Text block -
Question 2: Suppose that three people who are similar on background characteristics (eg, Wellesley alums from the same graduating class who majored in data science and have not gone to graduate school) have incomes of $70,000, $80,000, and $100,000. What income would you predict for a new person with the same background characteristics, if your goal is to minimize the maximum absolute residual?

Show answer

The answer is $85,000.

As soon as you have a predicted value, you can calculate what the residuals would be for the data you've seen so far. In this question, if my prediction is 70 thousand, and the three data points I've seen are 70, 80, and 100 thousand, then the residuals are 70-70=0, 80-70=10, 100-70=30. These are positive, so the absolute values are the same. So, the max absolute residual is 30.

Suppose that, instead, our prediction is 85 thousand. Then the absolute residuals are abs(70-85) = 15, abs(80-85) = 5, and abs(100-85) = 15. The max is 15. If our goal is to find the smallest max abs residual, then 85 is a better prediction than 70 was, because 15 < 30.

We can see that it's not possible for the max abs residual to be smaller than 15, because 85 is exactly between 70 and 100. If we choose something bigger than 85, it'll be further from 70. If we choose something smaller than 85, it'll be further from 100.

Again, the absolute residuals of the first and third data points would be $15,000 (and the absolute residual of the middle data point would be $5,000). If we choose a larger prediction, the first absolute residual will be bigger than $15,000, and if we choose a smaller prediction, the third absolute residual will be bigger than $15,000. Therefore, $85,000 must be the prediction that minimizes the maximum absolute residual.

It is worth noting that most statistical methods do not try to minimize the maximum absolute residual, but rather than sum of the square residuals. There are reasons for this, as we will see, but I want you to understand that we could choose our predictions based on non-standard criteria for the residuals, such as minimizing maximum absolute residual.

Classification trees

RegressionTrees.3.Classification.mp4

Question 3. Suppose your outcome variable is race. Would you use a regression tree or a classification tree?

Show answer

Classification tree, because race is a categorical variable. Regression trees are for numeric outcomes, and classification trees are for categorical outcomes.

And that is all.

During this tutorial you learned:

How to understand regression tree and classification tree models
Reasons why predictor variables might not be included in a final regression tree model
The definition of residual

Terms and concepts:

Regression tree, classification tree, nodes, residuals

What needs to be done -
Transcribe the part of the regression tree tutorial between "The answer is" and "because 15 < 30.", inclusive, word for word.

Source information -

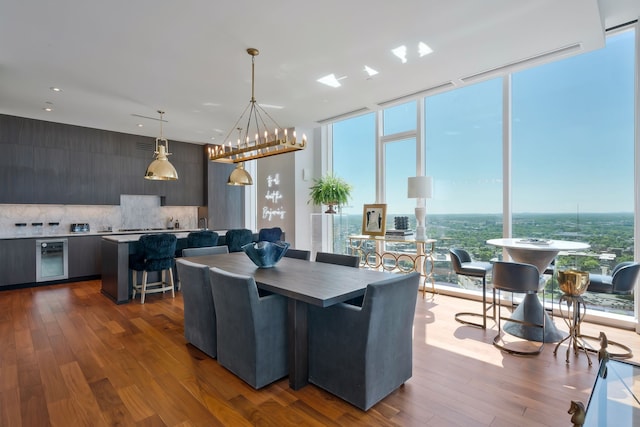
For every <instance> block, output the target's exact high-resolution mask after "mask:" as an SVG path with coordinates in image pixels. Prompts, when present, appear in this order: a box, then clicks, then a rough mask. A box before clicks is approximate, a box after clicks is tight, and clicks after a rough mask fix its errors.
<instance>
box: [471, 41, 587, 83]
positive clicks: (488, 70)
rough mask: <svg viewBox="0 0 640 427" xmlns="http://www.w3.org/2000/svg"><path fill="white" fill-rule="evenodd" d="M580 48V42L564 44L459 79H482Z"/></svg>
mask: <svg viewBox="0 0 640 427" xmlns="http://www.w3.org/2000/svg"><path fill="white" fill-rule="evenodd" d="M581 48H582V44H581V43H575V44H572V45H569V46H564V47H561V48H559V49H555V50H552V51H549V52H544V53H541V54H538V55H534V56H531V57H529V58H525V59H522V60H520V61H516V62H511V63H509V64H506V65H503V66H501V67H496V68H492V69H490V70H485V71H482V72H480V73H477V74H472V75H470V76H467V77H463V78H462V79H460V80H462V81H463V82H465V83H470V82H474V81H477V80H482V79H485V78H487V77H490V76H494V75H498V74H500V73H504V72H508V71H512V70H511V69H512V68H515V67H523V66H525V65H533V64H535V63H538V62H541V61H543V60H545V59H550V58H557V57H560V56H562V55H565V54H568V53H571V52H575V51H578V50H580V49H581Z"/></svg>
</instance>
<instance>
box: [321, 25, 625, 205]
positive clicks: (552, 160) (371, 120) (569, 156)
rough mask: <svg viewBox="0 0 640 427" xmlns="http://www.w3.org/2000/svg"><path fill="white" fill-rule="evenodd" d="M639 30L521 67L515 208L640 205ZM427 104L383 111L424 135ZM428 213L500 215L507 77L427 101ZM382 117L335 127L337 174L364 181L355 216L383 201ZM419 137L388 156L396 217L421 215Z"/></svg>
mask: <svg viewBox="0 0 640 427" xmlns="http://www.w3.org/2000/svg"><path fill="white" fill-rule="evenodd" d="M634 37H635V36H634V32H633V31H625V32H622V33H619V34H616V35H612V36H609V37H608V39H607V45H606V47H605V48H603V49H600V50H597V51H593V52H588V53H583V54H580V55H576V56H572V57H570V58H566V59H562V60H558V61H554V62H551V63H548V64H545V65H541V66H537V67H534V68H530V69H527V70H524V71H519V72H516V73H513V74H512V86H511V104H512V110H511V112H512V120H511V134H512V168H511V171H512V172H511V173H512V193H511V194H512V210H513V212H514V213H572V212H576V211H577V210H579V211H581V212H594V213H595V212H633V202H634V197H633V191H634V171H633V160H634V157H633V156H634V148H633V147H634V62H635V54H634V50H635V42H634ZM416 102H423V101H422V100H420V101H412V102H410V103H407V104H403V105H399V106H395V107H391V108H389V109H387V110H385V111H384V131H383V132H384V134H385V135H390V134H393V133H395V132H401V131H407V130H415V126H416V124H415V123H416ZM424 114H425V138H426V150H425V152H426V153H425V157H426V158H425V160H426V174H427V175H430V176H432V177H433V181H434V188H433V197H432V198H431V199H429V200H427V201H426V206H427V212H428V213H429V212H430V213H439V214H441V213H501V212H502V198H503V196H502V194H503V181H504V177H503V171H502V145H503V142H502V139H503V138H502V134H503V80H502V78H494V79H492V80H488V81H485V82H481V83H477V84H474V85H468V86H463V87H461V88H458V89H455V90H452V91H448V92H444V93H441V94H437V95H433V96H430V97H427V98H426V102H425V107H424ZM375 126H376V125H375V113H369V114H366V115H364V116H359V117H356V118H353V119H349V120H345V121H342V122H339V123H336V124H334V128H333V135H334V160H333V161H334V172H335V174H336V175H338V176H340V177H342V178H344V179H345V180H346V181H347V182H349V183H351V184H352V186H353V187H354V191H353V196H354V197H353V198H352V201H351V203H350V207H349V208H347V209H345V210H344V212H345V213H361V212H362V206H363V205H364V204H367V203H376V202H377V201H376V200H375V183H376V177H375V172H374V171H375V153H376V149H375ZM415 146H416V144H415V138H412V137H409V139H407V138H405V139H402V140H399V141H394V142H389V143H386V144H385V146H384V148H383V150H381V151H382V153H383V155H384V157H383V158H384V164H385V170H386V177H385V180H384V186H385V189H386V200H385V202H386V203H387V214H402V213H405V214H411V213H413V211H414V208H415V206H416V201H415V200H414V199H408V198H407V177H409V176H415V175H416V148H415Z"/></svg>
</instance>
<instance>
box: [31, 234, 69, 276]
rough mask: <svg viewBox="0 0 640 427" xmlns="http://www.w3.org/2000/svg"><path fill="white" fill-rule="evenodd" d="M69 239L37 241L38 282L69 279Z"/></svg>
mask: <svg viewBox="0 0 640 427" xmlns="http://www.w3.org/2000/svg"><path fill="white" fill-rule="evenodd" d="M68 258H69V249H68V241H67V239H46V240H44V239H43V240H36V282H47V281H51V280H64V279H68V278H69V260H68Z"/></svg>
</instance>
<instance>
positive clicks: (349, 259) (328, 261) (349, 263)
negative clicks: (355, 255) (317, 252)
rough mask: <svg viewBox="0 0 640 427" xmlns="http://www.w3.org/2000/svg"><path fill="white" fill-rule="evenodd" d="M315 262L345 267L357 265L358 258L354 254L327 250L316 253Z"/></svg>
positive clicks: (357, 257) (349, 266)
mask: <svg viewBox="0 0 640 427" xmlns="http://www.w3.org/2000/svg"><path fill="white" fill-rule="evenodd" d="M316 262H324V263H327V264H336V265H346V266H347V267H356V268H357V267H359V266H360V258H358V257H357V256H355V255H344V254H332V253H329V252H318V253H316Z"/></svg>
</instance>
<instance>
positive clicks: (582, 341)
mask: <svg viewBox="0 0 640 427" xmlns="http://www.w3.org/2000/svg"><path fill="white" fill-rule="evenodd" d="M563 303H564V304H563ZM559 304H560V316H561V317H562V319H563V320H564V323H565V324H566V325H567V327H568V328H569V335H568V336H567V337H565V338H563V339H562V340H561V341H560V342H558V344H556V348H555V349H554V350H553V354H554V356H555V355H556V354H557V352H558V347H560V344H562V343H563V342H565V341H567V353H566V362H567V363H569V351H570V350H571V348H573V353H574V354H576V355H577V354H578V352H579V351H580V350H582V351H584V354H585V355H586V356H587V361H588V362H589V366H591V358H590V357H589V352H588V351H587V349H586V348H585V344H586V343H585V341H584V339H583V338H582V335H581V334H580V324H581V323H582V319H583V318H584V315H585V314H586V312H587V306H586V305H585V303H584V300H583V299H582V297H581V296H580V295H568V294H564V295H562V296H561V297H560V302H559ZM563 305H566V307H567V308H566V310H567V311H566V312H564V311H563V309H562V307H563Z"/></svg>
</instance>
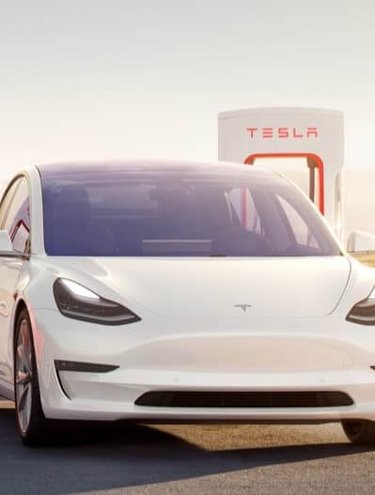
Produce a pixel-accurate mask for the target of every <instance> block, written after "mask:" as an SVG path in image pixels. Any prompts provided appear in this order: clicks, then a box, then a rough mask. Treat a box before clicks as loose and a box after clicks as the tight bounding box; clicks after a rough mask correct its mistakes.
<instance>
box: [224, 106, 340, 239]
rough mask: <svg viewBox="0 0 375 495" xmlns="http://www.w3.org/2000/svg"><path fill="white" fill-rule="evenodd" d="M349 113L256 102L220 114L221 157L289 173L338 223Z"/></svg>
mask: <svg viewBox="0 0 375 495" xmlns="http://www.w3.org/2000/svg"><path fill="white" fill-rule="evenodd" d="M343 157H344V115H343V113H342V112H339V111H336V110H323V109H316V108H255V109H249V110H237V111H233V112H222V113H220V114H219V160H224V161H235V162H242V163H246V164H249V165H254V164H255V165H258V164H260V165H263V166H267V167H271V168H273V169H275V170H277V169H278V168H279V169H280V172H282V173H283V174H284V175H286V176H288V177H289V178H290V179H291V180H293V181H294V182H296V183H297V185H299V186H300V187H301V188H302V189H303V190H304V191H305V192H306V194H308V195H309V197H310V198H311V199H312V200H313V201H314V202H315V204H316V205H317V207H318V208H319V209H320V211H321V212H322V213H323V214H324V215H325V216H326V218H327V219H328V221H329V222H330V223H331V224H332V225H333V226H335V227H336V230H337V233H338V234H339V235H340V237H341V238H342V233H341V232H340V231H339V230H340V226H338V225H336V219H337V201H336V199H337V193H336V187H337V183H338V182H337V177H338V174H339V172H340V171H341V169H342V167H343V165H344V161H343Z"/></svg>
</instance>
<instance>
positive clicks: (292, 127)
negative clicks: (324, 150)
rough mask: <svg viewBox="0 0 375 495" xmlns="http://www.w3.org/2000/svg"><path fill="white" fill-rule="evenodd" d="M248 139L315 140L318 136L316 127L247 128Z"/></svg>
mask: <svg viewBox="0 0 375 495" xmlns="http://www.w3.org/2000/svg"><path fill="white" fill-rule="evenodd" d="M246 132H247V134H248V136H249V138H250V139H255V138H261V139H316V138H317V137H318V136H319V132H318V128H317V127H305V128H297V127H247V128H246Z"/></svg>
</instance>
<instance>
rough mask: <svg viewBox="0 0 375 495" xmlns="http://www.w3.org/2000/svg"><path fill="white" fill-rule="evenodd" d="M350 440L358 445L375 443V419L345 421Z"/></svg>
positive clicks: (371, 443) (345, 431) (346, 433)
mask: <svg viewBox="0 0 375 495" xmlns="http://www.w3.org/2000/svg"><path fill="white" fill-rule="evenodd" d="M342 427H343V430H344V433H345V435H346V436H347V438H348V440H350V441H351V442H352V443H354V444H356V445H375V421H343V422H342Z"/></svg>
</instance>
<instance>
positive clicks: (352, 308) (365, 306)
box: [346, 287, 375, 325]
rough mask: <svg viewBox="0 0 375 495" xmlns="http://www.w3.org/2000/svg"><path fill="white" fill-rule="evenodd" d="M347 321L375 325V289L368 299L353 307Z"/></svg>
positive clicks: (368, 296)
mask: <svg viewBox="0 0 375 495" xmlns="http://www.w3.org/2000/svg"><path fill="white" fill-rule="evenodd" d="M346 319H347V320H348V321H352V322H353V323H359V324H361V325H375V287H374V288H373V289H372V291H371V293H370V295H369V296H368V297H367V298H366V299H364V300H363V301H360V302H359V303H357V304H356V305H355V306H353V307H352V309H351V310H350V312H349V314H348V316H347V317H346Z"/></svg>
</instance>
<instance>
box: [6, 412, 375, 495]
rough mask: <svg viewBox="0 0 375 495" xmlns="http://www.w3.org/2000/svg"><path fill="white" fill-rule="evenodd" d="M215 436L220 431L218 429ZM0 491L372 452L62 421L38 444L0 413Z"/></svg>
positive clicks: (104, 490)
mask: <svg viewBox="0 0 375 495" xmlns="http://www.w3.org/2000/svg"><path fill="white" fill-rule="evenodd" d="M217 434H218V435H220V428H219V427H218V432H217ZM0 438H1V449H0V493H1V494H2V495H6V494H8V493H9V494H14V493H17V494H18V493H28V494H29V495H30V494H34V493H35V494H44V495H57V494H59V495H61V494H73V493H77V492H90V491H100V490H104V491H105V490H111V489H116V488H117V489H125V488H129V487H135V486H142V485H146V484H151V483H152V484H154V483H162V482H167V481H178V480H184V479H187V478H196V477H201V476H207V475H214V474H222V473H228V472H233V471H238V470H244V469H246V470H249V469H254V468H257V467H261V466H270V465H274V464H290V463H297V462H301V461H311V460H316V459H324V458H330V457H337V456H346V455H353V454H358V453H361V452H367V451H371V450H373V449H371V448H358V447H353V446H352V445H350V444H349V443H346V442H345V443H344V442H343V443H329V444H313V445H292V446H276V447H272V446H271V447H267V448H265V447H260V448H259V447H258V448H254V447H251V442H250V445H249V448H240V449H232V450H219V451H218V450H215V451H209V450H205V449H203V448H200V447H197V446H195V445H192V444H191V443H189V442H187V441H185V440H183V439H181V438H179V437H177V436H175V435H173V434H170V433H168V432H165V431H160V430H158V429H155V428H153V427H151V426H146V425H135V426H132V427H130V426H129V425H128V424H126V423H114V424H113V423H111V424H108V423H107V424H106V423H104V424H103V423H87V422H85V423H82V424H75V425H74V426H73V425H71V427H70V428H67V424H63V425H62V427H61V429H60V431H59V436H58V439H55V440H53V441H52V440H51V441H50V442H49V443H48V444H47V445H45V446H43V447H33V448H31V447H25V446H23V444H22V442H21V441H20V440H19V438H18V436H17V433H16V428H15V418H14V410H12V409H9V410H0Z"/></svg>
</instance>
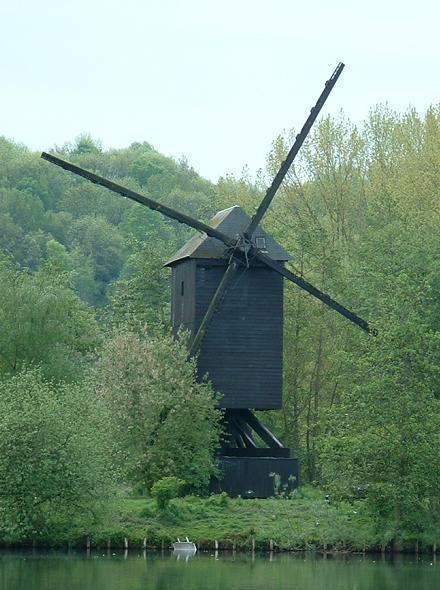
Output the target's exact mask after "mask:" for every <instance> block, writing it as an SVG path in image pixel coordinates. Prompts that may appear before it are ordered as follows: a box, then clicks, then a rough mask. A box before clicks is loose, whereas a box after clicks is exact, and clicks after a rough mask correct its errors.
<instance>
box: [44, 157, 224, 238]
mask: <svg viewBox="0 0 440 590" xmlns="http://www.w3.org/2000/svg"><path fill="white" fill-rule="evenodd" d="M41 157H42V158H43V159H44V160H47V161H48V162H51V163H52V164H55V165H56V166H60V168H64V170H68V171H69V172H73V173H74V174H77V175H78V176H82V177H83V178H86V179H87V180H89V181H90V182H93V184H98V185H100V186H103V187H104V188H107V189H109V190H111V191H113V192H115V193H118V194H119V195H122V196H123V197H127V198H128V199H131V200H132V201H136V202H137V203H140V204H141V205H145V206H146V207H148V208H149V209H152V210H153V211H158V212H159V213H162V215H165V217H169V218H171V219H175V220H176V221H178V222H179V223H184V224H185V225H188V226H189V227H192V228H194V229H196V230H198V231H200V232H204V233H206V234H207V235H208V236H210V237H211V238H217V239H218V240H220V241H222V242H223V243H224V244H225V245H226V246H234V245H235V241H234V240H232V239H231V238H230V237H229V236H227V235H226V234H224V233H223V232H220V231H218V230H217V229H215V228H214V227H211V226H210V225H207V224H206V223H203V222H201V221H198V220H197V219H194V218H193V217H190V216H189V215H186V214H185V213H181V212H180V211H176V210H175V209H171V207H167V206H166V205H162V204H161V203H159V202H157V201H154V200H153V199H150V198H149V197H146V196H145V195H141V194H140V193H137V192H135V191H132V190H131V189H129V188H127V187H124V186H122V185H120V184H117V183H116V182H112V181H111V180H108V179H107V178H104V177H103V176H99V175H98V174H94V173H93V172H90V171H89V170H86V169H85V168H81V167H80V166H76V165H75V164H71V163H70V162H67V161H66V160H63V159H62V158H58V157H57V156H54V155H52V154H48V153H46V152H43V153H42V154H41Z"/></svg>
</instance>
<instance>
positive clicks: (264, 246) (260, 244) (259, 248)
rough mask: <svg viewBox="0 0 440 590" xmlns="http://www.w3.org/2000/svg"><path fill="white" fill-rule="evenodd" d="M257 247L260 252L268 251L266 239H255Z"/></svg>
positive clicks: (262, 238) (261, 238) (259, 238)
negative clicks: (266, 247)
mask: <svg viewBox="0 0 440 590" xmlns="http://www.w3.org/2000/svg"><path fill="white" fill-rule="evenodd" d="M255 245H256V246H257V248H259V249H260V250H266V238H255Z"/></svg>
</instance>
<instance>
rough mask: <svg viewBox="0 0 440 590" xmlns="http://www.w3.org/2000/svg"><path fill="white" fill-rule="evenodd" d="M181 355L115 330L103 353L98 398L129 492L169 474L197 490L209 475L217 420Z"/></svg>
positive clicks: (216, 409) (182, 347) (214, 412)
mask: <svg viewBox="0 0 440 590" xmlns="http://www.w3.org/2000/svg"><path fill="white" fill-rule="evenodd" d="M186 357H187V351H186V348H185V346H184V345H183V344H182V343H178V342H175V341H173V340H172V338H171V337H170V336H166V337H164V336H161V337H154V338H152V337H149V336H148V334H147V333H144V334H143V335H142V336H139V335H138V334H134V333H133V332H123V331H122V332H119V333H116V334H115V335H114V336H113V337H112V338H110V339H109V340H107V342H106V343H105V345H104V347H103V350H102V353H101V357H100V359H99V362H98V364H97V368H96V375H95V378H96V382H97V388H98V393H99V395H100V396H101V397H102V399H104V400H105V402H106V403H107V405H108V408H109V411H110V414H111V415H112V417H113V428H114V433H115V435H114V436H115V440H116V441H117V444H118V445H119V448H120V451H119V454H118V455H117V459H118V463H119V467H120V468H121V469H122V471H123V472H125V474H126V477H128V478H129V481H131V483H132V484H134V485H136V486H140V487H143V488H146V489H150V488H151V486H152V485H153V483H154V482H156V481H158V480H159V479H162V478H163V477H168V476H169V477H171V476H173V477H177V478H179V479H182V480H184V481H185V483H186V486H187V488H188V489H191V490H195V491H200V490H203V489H205V488H206V486H207V485H208V483H209V480H210V477H211V476H212V475H213V474H214V473H215V472H216V464H215V460H214V451H215V449H216V448H217V446H218V444H219V434H220V425H219V424H220V415H221V414H220V411H219V410H218V409H216V397H215V395H214V392H213V391H212V389H211V387H210V386H209V385H208V384H207V383H202V384H199V383H197V382H196V367H195V364H194V362H188V361H187V358H186Z"/></svg>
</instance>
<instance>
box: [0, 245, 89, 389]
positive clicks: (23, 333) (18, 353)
mask: <svg viewBox="0 0 440 590" xmlns="http://www.w3.org/2000/svg"><path fill="white" fill-rule="evenodd" d="M59 254H60V257H61V256H62V254H63V253H62V252H61V253H59ZM60 259H61V258H60ZM59 264H61V262H60V263H59ZM0 324H1V326H2V329H1V331H0V375H1V373H14V372H17V371H20V370H21V368H22V367H24V366H26V365H28V364H31V363H39V364H41V368H42V371H43V372H44V374H45V375H46V376H49V377H54V378H56V379H68V380H75V379H78V378H79V377H80V376H81V373H82V371H83V370H84V368H85V365H86V362H87V357H88V356H89V355H90V354H91V353H92V352H93V351H94V349H95V347H96V346H97V345H98V343H99V340H100V331H99V328H98V325H97V323H96V321H95V317H94V310H93V309H91V308H89V307H88V306H87V305H86V304H85V303H84V302H82V301H81V299H80V298H79V297H78V295H76V293H75V292H74V291H73V290H72V289H71V288H70V286H69V281H68V277H67V276H66V275H65V274H63V273H58V272H57V269H55V268H54V267H53V266H52V267H49V266H47V267H42V268H41V269H40V270H39V271H38V272H36V273H34V274H31V273H29V272H27V271H25V270H19V269H16V268H14V266H13V265H12V264H11V263H10V262H9V261H8V260H7V259H4V260H3V261H1V260H0Z"/></svg>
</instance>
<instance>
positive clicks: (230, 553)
mask: <svg viewBox="0 0 440 590" xmlns="http://www.w3.org/2000/svg"><path fill="white" fill-rule="evenodd" d="M61 588H62V589H63V590H92V589H93V590H104V589H105V590H122V589H130V590H146V589H148V590H165V589H166V590H168V589H172V590H197V589H199V588H200V589H212V590H267V589H272V588H274V589H275V588H276V589H277V590H296V589H300V590H351V589H356V590H381V589H386V590H421V589H423V590H438V588H440V568H439V567H438V564H436V563H435V562H434V560H433V559H432V558H429V557H423V556H422V557H420V558H418V559H417V558H415V557H408V556H402V555H397V556H393V557H388V556H387V557H386V558H385V560H383V559H382V557H381V556H380V555H378V556H366V557H365V556H362V555H354V556H348V555H344V556H334V555H331V554H328V555H327V556H326V559H324V557H323V556H321V555H314V554H312V553H308V554H295V555H291V554H280V553H267V554H263V555H259V554H255V555H254V556H252V555H249V554H244V553H240V552H236V553H223V552H217V553H215V552H214V551H211V552H207V553H204V552H198V553H196V554H195V555H193V556H182V555H180V556H179V555H176V554H175V553H172V552H169V551H164V553H163V555H161V553H152V552H149V551H147V550H143V549H140V550H138V551H136V550H129V551H111V552H109V551H108V550H107V548H105V549H104V550H102V551H94V550H93V549H92V550H91V551H90V553H87V552H86V551H84V552H81V551H75V550H74V549H71V550H70V552H69V553H57V552H52V553H47V552H46V553H44V552H38V551H33V552H32V551H29V552H2V553H0V589H1V590H59V589H61Z"/></svg>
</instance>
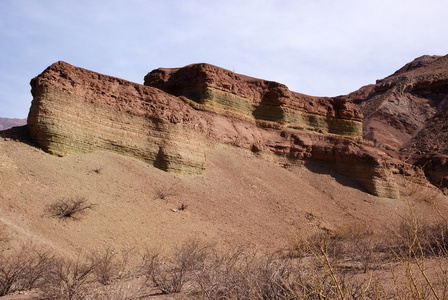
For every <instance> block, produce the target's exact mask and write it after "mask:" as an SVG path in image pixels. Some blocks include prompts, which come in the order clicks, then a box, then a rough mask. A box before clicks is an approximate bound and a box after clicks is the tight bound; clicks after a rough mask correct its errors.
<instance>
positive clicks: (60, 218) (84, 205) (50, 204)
mask: <svg viewBox="0 0 448 300" xmlns="http://www.w3.org/2000/svg"><path fill="white" fill-rule="evenodd" d="M94 207H95V204H92V203H89V202H88V201H87V199H86V198H84V197H74V198H61V199H59V200H57V201H55V202H53V203H51V204H49V205H48V206H47V208H46V211H47V213H48V214H49V215H50V216H51V217H55V218H59V219H69V218H73V219H76V218H77V217H78V216H79V215H81V214H83V213H85V212H86V211H87V210H89V209H93V208H94Z"/></svg>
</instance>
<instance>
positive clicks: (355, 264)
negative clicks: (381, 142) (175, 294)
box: [0, 214, 448, 300]
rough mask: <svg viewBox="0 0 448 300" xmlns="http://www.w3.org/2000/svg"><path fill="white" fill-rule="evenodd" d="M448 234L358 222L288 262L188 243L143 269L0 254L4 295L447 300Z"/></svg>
mask: <svg viewBox="0 0 448 300" xmlns="http://www.w3.org/2000/svg"><path fill="white" fill-rule="evenodd" d="M447 233H448V230H447V223H443V222H440V223H435V224H434V225H431V224H428V223H424V222H423V221H422V220H421V219H418V218H415V215H413V214H409V215H407V216H406V217H405V218H404V219H403V222H402V224H401V226H400V227H398V228H397V229H396V230H394V231H391V232H390V233H389V235H386V236H383V237H382V238H379V237H377V236H375V235H373V233H371V232H370V231H369V230H367V229H366V228H363V227H362V226H358V224H354V225H352V226H350V225H344V226H341V227H340V228H338V229H337V230H335V232H329V231H321V232H316V234H314V235H312V236H310V237H305V236H303V235H299V234H296V235H295V239H294V243H293V245H292V246H293V247H292V249H290V251H289V255H287V256H285V255H284V254H282V253H273V254H266V253H261V252H257V251H253V250H250V249H243V248H241V247H240V248H236V249H234V250H232V251H226V252H222V251H218V250H217V249H216V248H215V247H212V246H210V245H207V244H204V243H202V242H200V241H198V240H189V241H188V242H186V243H183V244H180V245H178V246H175V247H173V249H171V251H168V252H166V253H167V254H163V253H162V251H154V250H152V251H150V250H147V251H145V252H144V253H143V254H142V255H141V260H140V263H138V264H137V265H136V266H134V267H131V266H130V265H129V264H128V262H129V260H130V256H131V255H132V254H133V253H134V252H132V251H116V250H114V249H112V248H108V249H105V250H104V251H99V252H98V251H96V252H93V253H87V254H82V253H78V255H76V256H75V257H74V258H71V259H69V258H58V259H56V258H55V257H56V256H55V255H53V254H51V252H49V251H48V250H44V249H42V248H36V247H34V246H28V247H22V248H21V249H22V250H14V251H10V252H9V253H8V256H5V254H4V253H2V256H0V260H1V264H0V268H1V269H0V271H1V276H0V283H1V287H2V290H1V292H2V295H6V294H11V293H14V292H17V291H23V290H29V289H31V288H35V287H38V288H40V290H41V291H42V293H41V298H42V299H145V298H148V297H150V296H153V295H156V294H179V293H180V294H181V295H182V297H183V298H184V299H279V300H280V299H448V289H447V286H448V275H447V274H448V259H447V258H448V252H447V244H448V243H447V242H448V241H447V239H446V234H447ZM373 240H375V242H373ZM387 253H389V254H388V255H386V254H387ZM136 257H137V256H134V257H133V259H134V260H135V258H136ZM367 260H368V261H367ZM366 265H367V267H366ZM360 266H361V267H360Z"/></svg>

Written answer -
The answer is $85,000.

As soon as you have a predicted value, you can calculate what the residuals would be for the data you've seen so far. In this question, if my prediction is 70 thousand, and the three data points I've seen are 70, 80, and 100 thousand, then the residuals are 70-70=0, 80-70=10, 100-70=30. These are positive, so the absolute values are the same. So, the max absolute residual is 30.

Suppose that, instead, our prediction is 85 thousand. Then the absolute residuals are abs(70-85) = 15, abs(80-85) = 5, and abs(100-85) = 15. The max is 15. If our goal is to find the smallest max abs residual, then 85 is a better prediction than 70 was, because 15 < 30.